**Written task**
Render every line of the listing below as a numbered list, skipping blank lines and leaving out the pictures.

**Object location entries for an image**
[start]

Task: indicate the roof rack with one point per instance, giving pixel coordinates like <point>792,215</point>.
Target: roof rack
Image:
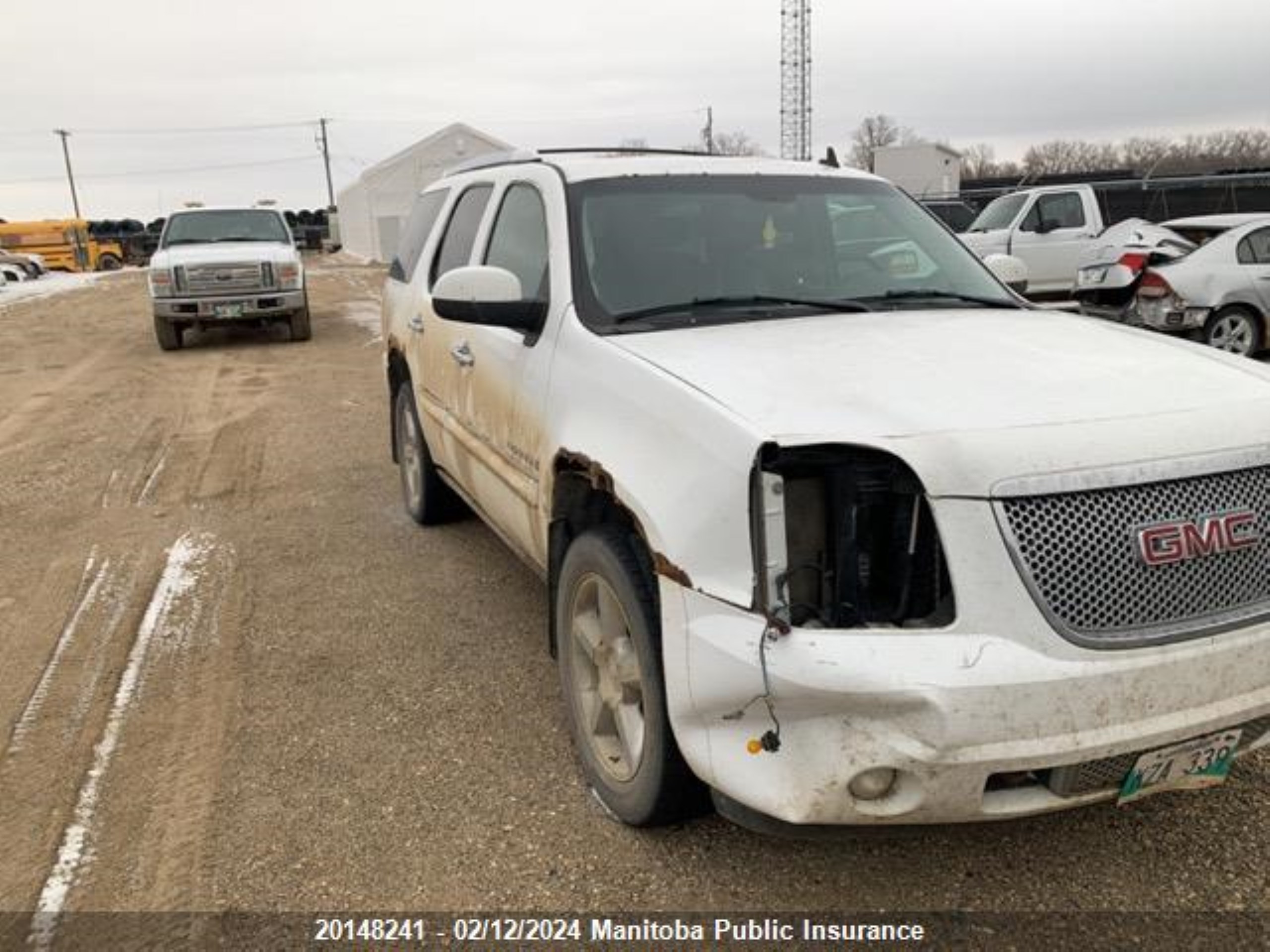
<point>517,157</point>
<point>524,157</point>
<point>623,150</point>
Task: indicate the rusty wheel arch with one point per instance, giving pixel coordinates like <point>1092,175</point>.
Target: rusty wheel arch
<point>583,497</point>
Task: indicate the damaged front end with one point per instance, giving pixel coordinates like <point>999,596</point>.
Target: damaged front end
<point>845,538</point>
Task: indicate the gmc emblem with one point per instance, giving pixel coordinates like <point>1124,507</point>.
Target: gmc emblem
<point>1166,542</point>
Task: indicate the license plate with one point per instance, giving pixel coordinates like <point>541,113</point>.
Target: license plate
<point>1193,765</point>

[end]

**Answer**
1. Task: indicate the roof rack with one point per instance, giving pixel coordinates like <point>792,215</point>.
2. Target: roof rack
3. Image:
4. <point>517,157</point>
5. <point>524,157</point>
6. <point>623,150</point>
7. Task: indicate the rusty wheel arch with one point per instance, giving pixel coordinates like <point>1092,175</point>.
8. Target: rusty wheel arch
9. <point>583,497</point>
10. Task: indicate the damaged front end with one point per instance, giving pixel coordinates like <point>999,596</point>.
11. Target: damaged front end
12. <point>845,538</point>
13. Task: indicate the gmc emblem with one point per instance, giving pixel coordinates like <point>1124,507</point>.
14. Target: gmc emblem
15. <point>1166,542</point>
16. Task: indicate the license plate with one point per instance, giving pixel coordinates like <point>541,113</point>.
17. Target: license plate
18. <point>1193,765</point>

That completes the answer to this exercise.